**PROBLEM TO SOLVE**
Arrange all of the entries below as a two-column CSV with the columns input and output, one row per entry, putting each entry's text in input and its answer in output as single quoted fields with line breaks replaced by spaces. Leave the pictures out.

**SOURCE MATERIAL**
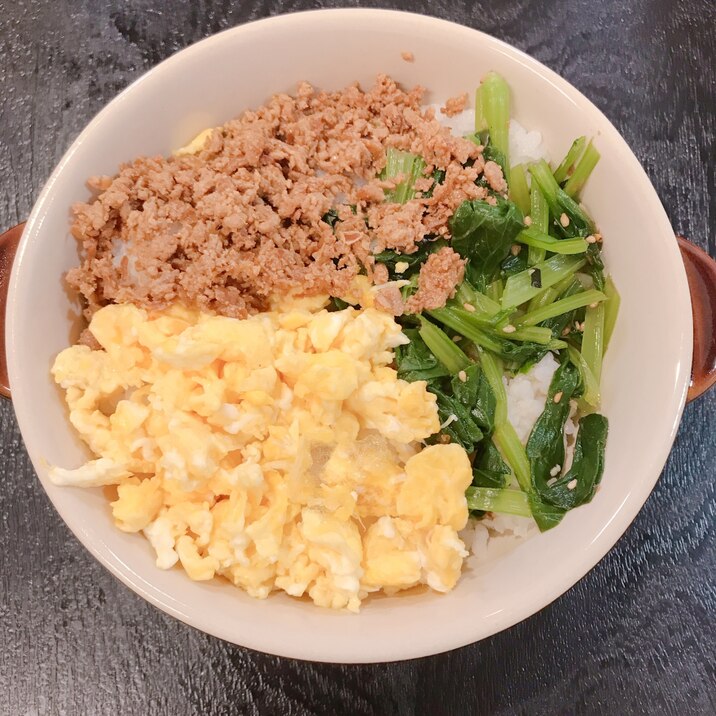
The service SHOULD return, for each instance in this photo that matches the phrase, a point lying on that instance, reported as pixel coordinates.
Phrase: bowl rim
(611, 532)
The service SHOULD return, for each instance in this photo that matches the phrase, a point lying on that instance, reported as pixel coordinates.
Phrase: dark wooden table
(637, 635)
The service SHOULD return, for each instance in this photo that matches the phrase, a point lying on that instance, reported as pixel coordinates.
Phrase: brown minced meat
(241, 219)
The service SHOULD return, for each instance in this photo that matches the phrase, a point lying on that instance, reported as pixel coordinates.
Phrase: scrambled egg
(281, 451)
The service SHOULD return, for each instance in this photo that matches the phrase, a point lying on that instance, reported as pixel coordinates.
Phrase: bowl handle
(701, 273)
(8, 245)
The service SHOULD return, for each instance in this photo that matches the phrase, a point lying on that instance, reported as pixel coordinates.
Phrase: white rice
(497, 534)
(525, 145)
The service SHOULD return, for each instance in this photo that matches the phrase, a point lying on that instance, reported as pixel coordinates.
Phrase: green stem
(593, 339)
(442, 347)
(575, 151)
(492, 105)
(590, 394)
(564, 305)
(581, 172)
(519, 191)
(539, 240)
(490, 499)
(521, 287)
(611, 310)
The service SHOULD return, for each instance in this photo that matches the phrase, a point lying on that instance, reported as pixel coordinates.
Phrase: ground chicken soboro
(242, 218)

**FULL RESPONSE**
input,output
"The service SHOULD return, for each instance in this photo that matches the phrase, a point lying on that instance, reported as pixel coordinates. Phrase: bowl rim","(611, 532)"
"The service SHOULD return, for each instance in this photo that matches the phrase, a point lying on that instance, reported as pixel coordinates. Phrase: dark wooden table","(637, 635)"
"The service SHOULD return, for each instance in this photo that matches the phrase, a point lying on that instance, reported as pixel coordinates. Phrase: brown minced meat","(241, 219)"
"The service SHOULD return, for each instance in this photo that matches the phrase, a point lying on that instance, reported as pixel coordinates. Phrase: scrambled egg","(281, 451)"
"The service SHOULD return, for each instance in this photo that matches the phrase, a point lying on that instance, reported as pixel coordinates. Phrase: bowl handle","(701, 273) (8, 245)"
"The service SHOULD return, for each instance in this photo that matches the phrase, a point lying on that instance, reported as pixel coordinates. Phrase: white rice","(497, 534) (525, 145)"
"The service SHOULD return, for each instance in this photo that matches the phrase, a point lying on that instance, reported as pixel coordinates. Phrase: green stem","(593, 339) (442, 347) (575, 151) (492, 105) (590, 394) (564, 305) (581, 172) (519, 191) (539, 240) (490, 499) (521, 287) (611, 310)"
"The service SHOULD return, for each instance in this photo that matches the phrase, a point lying on that instance, reported as pixel coordinates. Phrase: ground chicken soboro","(242, 218)"